··· Data extract ···
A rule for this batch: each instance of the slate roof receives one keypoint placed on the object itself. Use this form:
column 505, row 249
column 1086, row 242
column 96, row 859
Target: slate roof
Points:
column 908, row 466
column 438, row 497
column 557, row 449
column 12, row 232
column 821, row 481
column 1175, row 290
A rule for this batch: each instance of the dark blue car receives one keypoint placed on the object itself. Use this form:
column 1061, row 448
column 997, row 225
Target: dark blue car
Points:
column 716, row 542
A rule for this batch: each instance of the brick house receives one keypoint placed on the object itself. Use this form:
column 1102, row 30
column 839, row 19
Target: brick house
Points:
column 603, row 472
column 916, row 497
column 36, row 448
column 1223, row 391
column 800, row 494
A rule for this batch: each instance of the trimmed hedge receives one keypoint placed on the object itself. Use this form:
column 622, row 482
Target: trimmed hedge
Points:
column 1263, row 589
···
**What the exercise asks**
Write out all the entries again, changing each "Target" to "Label" and leaving everything else as it is.

**Full answer**
A rule for this batch: each instance of the slate roof receives one keypoint placed on the object itself. Use this form:
column 505, row 249
column 1086, row 242
column 96, row 859
Label: slate roof
Points:
column 908, row 466
column 438, row 497
column 557, row 449
column 12, row 232
column 821, row 481
column 1175, row 290
A rule for this batch: each instance of the dark blue car receives one keypoint placed on the object itself. Use this form:
column 1061, row 448
column 997, row 225
Label: dark blue car
Points:
column 716, row 542
A rule for this batch: each instance of the brick house receives one keypoint placed on the object itself. Use this form:
column 1102, row 30
column 839, row 19
Label: brick house
Points:
column 603, row 472
column 916, row 497
column 36, row 448
column 1223, row 391
column 800, row 494
A rule for this batch: each instance of the trimmed hedge receives one keypoint placed on the object itself. Use this form:
column 622, row 482
Label: trimmed hedge
Points:
column 1263, row 589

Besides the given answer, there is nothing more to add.